** PAGE EXTRACT **
** begin **

Tuesday, February 19, 2013
Today’s gospel brings intimacy into our Lenten season’s prayerful aspect. Prayer is one of the three main actions Catholics are encouraged to perform during Lent, together with fasting and almsgiving. In Lent, we are inclined to multiplying prayers. That is not a bad thing but it might take away the whole meaning of prayer: our relationship with God. That is why Jesus taught his disciples how to pray appropriately.

Most of our liturgies are made of pre-written, and most of times, pre-memorized prayers. That does not mean that they do not express our deep and genuine desire to get closer to God. However, one can easily ‘babble’ them without meaning what is in their core. The Lord’s Prayer is not pre-written prayers. It is more than that. The Our Father is a prayer that teaches us how to pray. It gives all the aspects of prayer (praise, thanksgiving, request…) and, more than that, it is a very intimate prayer.

Indeed, the beginning of the Our Father itself shows how much intimacy should exist between God and the one who prays. It is a prayer done by someone who already feels close to God. Jesus used himself to call God ‘Abba’, which would mean ‘daddy’. God is not only Our Father, but He is in heaven. The fact that we say that God, our loving Father, is in heaven, means that we are confident that He will grant our prayer (Lk11:13).

Thus, today’s readings encourage us to improve our way of praying. Our prayers during the Lenten season do not only need to multiply but also to become more intimate and we are invited to develop a loving and trusting relationship with God. It is only in that way that we won’t ‘babble’ like pagans do. That is also why we are encouraged to go into our rooms, lock the door, and pray quietly and confidently to Our father.

** end **

** DATA SECTION **
** begin **

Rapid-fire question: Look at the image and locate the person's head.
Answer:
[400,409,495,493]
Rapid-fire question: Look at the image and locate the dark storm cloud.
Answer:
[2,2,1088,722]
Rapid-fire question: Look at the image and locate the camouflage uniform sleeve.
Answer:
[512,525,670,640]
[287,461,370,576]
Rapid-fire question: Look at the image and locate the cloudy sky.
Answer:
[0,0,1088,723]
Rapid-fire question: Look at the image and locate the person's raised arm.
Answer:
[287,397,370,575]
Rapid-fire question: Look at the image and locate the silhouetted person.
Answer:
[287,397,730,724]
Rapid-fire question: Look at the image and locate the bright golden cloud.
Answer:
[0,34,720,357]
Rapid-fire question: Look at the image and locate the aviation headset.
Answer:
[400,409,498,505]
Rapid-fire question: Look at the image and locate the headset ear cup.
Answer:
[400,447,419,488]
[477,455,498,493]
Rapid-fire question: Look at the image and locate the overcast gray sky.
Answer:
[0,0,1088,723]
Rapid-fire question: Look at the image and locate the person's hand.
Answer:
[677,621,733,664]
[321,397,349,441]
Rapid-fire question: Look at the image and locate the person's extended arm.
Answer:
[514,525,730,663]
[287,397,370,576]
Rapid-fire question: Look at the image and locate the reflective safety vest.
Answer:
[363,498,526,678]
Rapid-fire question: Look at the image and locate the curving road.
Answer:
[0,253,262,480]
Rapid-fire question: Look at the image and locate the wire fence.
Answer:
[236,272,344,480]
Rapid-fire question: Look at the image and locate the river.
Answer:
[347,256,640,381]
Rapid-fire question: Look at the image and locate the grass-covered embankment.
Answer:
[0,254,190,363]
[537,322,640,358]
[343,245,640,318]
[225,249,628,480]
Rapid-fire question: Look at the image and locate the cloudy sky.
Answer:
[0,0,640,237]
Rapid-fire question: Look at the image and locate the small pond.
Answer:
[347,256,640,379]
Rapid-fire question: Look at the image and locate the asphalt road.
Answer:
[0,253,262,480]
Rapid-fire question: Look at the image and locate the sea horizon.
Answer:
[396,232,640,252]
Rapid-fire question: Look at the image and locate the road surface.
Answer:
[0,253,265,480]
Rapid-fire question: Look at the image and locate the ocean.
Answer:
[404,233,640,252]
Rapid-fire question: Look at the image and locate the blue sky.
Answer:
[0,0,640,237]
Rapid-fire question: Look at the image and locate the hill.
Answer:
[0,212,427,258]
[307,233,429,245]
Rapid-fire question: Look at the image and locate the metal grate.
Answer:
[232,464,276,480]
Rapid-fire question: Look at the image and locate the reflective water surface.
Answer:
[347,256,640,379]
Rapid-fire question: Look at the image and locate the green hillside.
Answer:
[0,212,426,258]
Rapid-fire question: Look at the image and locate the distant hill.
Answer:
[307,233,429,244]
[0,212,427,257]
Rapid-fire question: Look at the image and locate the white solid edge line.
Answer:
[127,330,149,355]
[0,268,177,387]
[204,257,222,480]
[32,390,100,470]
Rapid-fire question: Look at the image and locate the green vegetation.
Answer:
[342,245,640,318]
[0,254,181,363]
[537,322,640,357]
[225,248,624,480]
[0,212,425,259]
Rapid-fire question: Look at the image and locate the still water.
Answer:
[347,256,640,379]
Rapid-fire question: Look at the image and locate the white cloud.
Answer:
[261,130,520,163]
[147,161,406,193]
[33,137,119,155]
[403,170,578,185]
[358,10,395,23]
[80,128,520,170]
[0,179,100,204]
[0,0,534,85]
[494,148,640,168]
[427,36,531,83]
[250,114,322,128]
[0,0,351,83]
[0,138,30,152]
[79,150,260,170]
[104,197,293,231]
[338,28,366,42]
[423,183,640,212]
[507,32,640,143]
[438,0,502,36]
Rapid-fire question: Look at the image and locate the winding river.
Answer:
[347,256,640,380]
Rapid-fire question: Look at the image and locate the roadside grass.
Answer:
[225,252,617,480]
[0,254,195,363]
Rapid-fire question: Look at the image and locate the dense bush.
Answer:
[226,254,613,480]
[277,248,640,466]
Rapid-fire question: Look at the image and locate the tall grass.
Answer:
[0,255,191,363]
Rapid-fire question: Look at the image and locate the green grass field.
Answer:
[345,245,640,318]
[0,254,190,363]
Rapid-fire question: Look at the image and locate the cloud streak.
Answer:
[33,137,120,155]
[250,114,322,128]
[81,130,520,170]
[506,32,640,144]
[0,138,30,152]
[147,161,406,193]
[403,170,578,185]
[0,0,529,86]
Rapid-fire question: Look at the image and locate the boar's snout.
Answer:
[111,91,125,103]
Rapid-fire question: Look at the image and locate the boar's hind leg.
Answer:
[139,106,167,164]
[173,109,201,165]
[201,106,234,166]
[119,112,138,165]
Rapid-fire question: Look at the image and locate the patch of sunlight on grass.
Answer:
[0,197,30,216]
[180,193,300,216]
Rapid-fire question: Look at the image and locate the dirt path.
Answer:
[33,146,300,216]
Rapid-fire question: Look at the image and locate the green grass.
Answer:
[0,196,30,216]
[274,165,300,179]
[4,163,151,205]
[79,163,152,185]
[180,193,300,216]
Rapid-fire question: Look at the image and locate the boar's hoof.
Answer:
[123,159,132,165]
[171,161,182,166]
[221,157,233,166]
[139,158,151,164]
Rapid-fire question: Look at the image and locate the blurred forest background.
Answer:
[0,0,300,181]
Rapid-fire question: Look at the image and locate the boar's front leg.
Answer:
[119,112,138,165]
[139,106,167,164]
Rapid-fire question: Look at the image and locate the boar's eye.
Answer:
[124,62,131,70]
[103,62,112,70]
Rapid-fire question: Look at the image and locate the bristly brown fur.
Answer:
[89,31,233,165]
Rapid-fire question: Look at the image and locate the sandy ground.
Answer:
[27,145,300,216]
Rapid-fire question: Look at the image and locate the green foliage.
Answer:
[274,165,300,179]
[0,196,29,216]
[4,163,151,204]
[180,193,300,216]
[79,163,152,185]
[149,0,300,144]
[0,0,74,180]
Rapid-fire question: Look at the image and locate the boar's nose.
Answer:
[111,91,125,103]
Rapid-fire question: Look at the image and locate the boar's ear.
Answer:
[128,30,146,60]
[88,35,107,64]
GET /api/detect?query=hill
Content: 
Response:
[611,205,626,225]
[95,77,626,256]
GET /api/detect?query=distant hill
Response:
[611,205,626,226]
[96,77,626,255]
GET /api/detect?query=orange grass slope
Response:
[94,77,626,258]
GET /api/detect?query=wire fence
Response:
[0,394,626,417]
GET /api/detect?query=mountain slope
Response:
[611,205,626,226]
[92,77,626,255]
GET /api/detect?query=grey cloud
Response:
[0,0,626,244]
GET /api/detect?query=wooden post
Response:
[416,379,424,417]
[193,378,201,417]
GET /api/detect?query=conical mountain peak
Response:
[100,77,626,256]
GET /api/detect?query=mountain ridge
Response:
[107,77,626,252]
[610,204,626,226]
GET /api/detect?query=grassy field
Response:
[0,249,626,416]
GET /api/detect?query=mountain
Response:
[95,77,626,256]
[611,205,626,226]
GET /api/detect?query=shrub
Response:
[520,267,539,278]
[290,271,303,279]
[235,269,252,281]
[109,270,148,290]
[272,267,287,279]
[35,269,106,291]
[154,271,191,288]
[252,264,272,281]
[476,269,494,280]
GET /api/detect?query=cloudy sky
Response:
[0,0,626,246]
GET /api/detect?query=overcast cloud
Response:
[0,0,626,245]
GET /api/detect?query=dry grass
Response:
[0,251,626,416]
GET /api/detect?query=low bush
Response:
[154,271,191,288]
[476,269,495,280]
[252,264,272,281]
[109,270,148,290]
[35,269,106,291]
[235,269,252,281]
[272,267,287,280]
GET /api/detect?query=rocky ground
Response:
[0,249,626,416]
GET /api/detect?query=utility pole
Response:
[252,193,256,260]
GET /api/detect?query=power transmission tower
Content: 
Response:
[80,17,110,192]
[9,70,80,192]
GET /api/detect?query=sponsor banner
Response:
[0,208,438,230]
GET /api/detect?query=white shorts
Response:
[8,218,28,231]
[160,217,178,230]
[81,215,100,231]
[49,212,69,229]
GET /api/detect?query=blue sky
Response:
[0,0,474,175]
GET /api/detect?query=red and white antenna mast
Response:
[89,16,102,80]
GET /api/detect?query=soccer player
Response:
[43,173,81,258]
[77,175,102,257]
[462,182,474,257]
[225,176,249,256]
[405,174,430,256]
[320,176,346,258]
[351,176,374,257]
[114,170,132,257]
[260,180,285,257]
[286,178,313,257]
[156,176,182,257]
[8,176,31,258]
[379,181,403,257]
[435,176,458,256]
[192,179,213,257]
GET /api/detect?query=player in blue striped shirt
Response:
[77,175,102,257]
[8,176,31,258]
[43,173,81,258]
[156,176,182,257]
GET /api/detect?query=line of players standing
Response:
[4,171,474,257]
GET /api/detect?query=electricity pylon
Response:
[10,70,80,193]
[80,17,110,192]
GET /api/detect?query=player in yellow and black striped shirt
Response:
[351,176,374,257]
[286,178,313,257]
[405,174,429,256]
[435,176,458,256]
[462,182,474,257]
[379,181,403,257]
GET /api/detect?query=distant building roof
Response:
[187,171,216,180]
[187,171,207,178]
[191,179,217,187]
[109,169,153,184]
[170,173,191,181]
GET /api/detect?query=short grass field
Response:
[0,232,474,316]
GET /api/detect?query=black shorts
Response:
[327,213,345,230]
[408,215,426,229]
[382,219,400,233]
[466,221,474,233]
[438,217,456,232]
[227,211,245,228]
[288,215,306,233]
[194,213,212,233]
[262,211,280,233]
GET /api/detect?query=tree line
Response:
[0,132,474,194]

** end **

** PROBLEMS **
1. In the Lenten reflection, which three main actions are Catholics encouraged to perform during Lent?
2. Rewrite the rows starting at the line containing "Rapid-fire question: Look at the image and locate the hill." and ending at the line containing "[0,0,529,86]", changing "grass" to "turf" and leaving everything else the same.

** RESPONSES TO THE EXERCISE **
1. Prayer, fasting, and almsgiving.

2.
Rapid-fire question: Look at the image and locate the hill.
Answer:
[0,212,427,258]
[307,233,429,245]
Rapid-fire question: Look at the image and locate the metal grate.
Answer:
[232,464,276,480]
Rapid-fire question: Look at the image and locate the reflective water surface.
Answer:
[347,256,640,379]
Rapid-fire question: Look at the image and locate the green hillside.
Answer:
[0,212,426,258]
Rapid-fire question: Look at the image and locate the distant hill.
Answer:
[307,233,429,244]
[0,212,427,257]
Rapid-fire question: Look at the image and locate the white solid edge line.
Answer:
[127,330,149,355]
[0,268,177,387]
[204,257,222,480]
[32,390,100,470]
Rapid-fire question: Look at the image and locate the green vegetation.
Answer:
[342,245,640,318]
[0,254,181,363]
[537,322,640,357]
[225,248,624,480]
[0,212,425,259]
Rapid-fire question: Look at the image and locate the still water.
Answer:
[347,256,640,379]
Rapid-fire question: Look at the image and locate the white cloud.
Answer:
[261,130,520,163]
[147,161,406,193]
[33,137,119,155]
[403,170,578,185]
[358,10,395,23]
[80,128,520,170]
[0,179,100,204]
[0,0,534,85]
[494,148,640,168]
[427,36,531,83]
[250,114,322,128]
[0,0,351,83]
[0,138,30,152]
[79,150,260,170]
[104,197,293,231]
[338,28,366,42]
[423,183,640,212]
[507,32,640,143]
[438,0,502,36]
Rapid-fire question: Look at the image and locate the winding river.
Answer:
[347,256,640,380]
Rapid-fire question: Look at the image and locate the roadside turf.
Answer:
[225,252,617,480]
[0,254,195,363]
Rapid-fire question: Look at the image and locate the dense bush.
Answer:
[226,254,613,480]
[277,248,640,466]
Rapid-fire question: Look at the image and locate the tall turf.
Answer:
[0,255,191,363]
Rapid-fire question: Look at the image and locate the green turf field.
Answer:
[345,245,640,318]
[0,254,190,363]
Rapid-fire question: Look at the image and locate the cloud streak.
Answer:
[33,137,120,155]
[250,114,322,128]
[81,130,520,170]
[506,32,640,144]
[0,138,30,152]
[147,161,406,193]
[403,170,578,185]
[0,0,529,86]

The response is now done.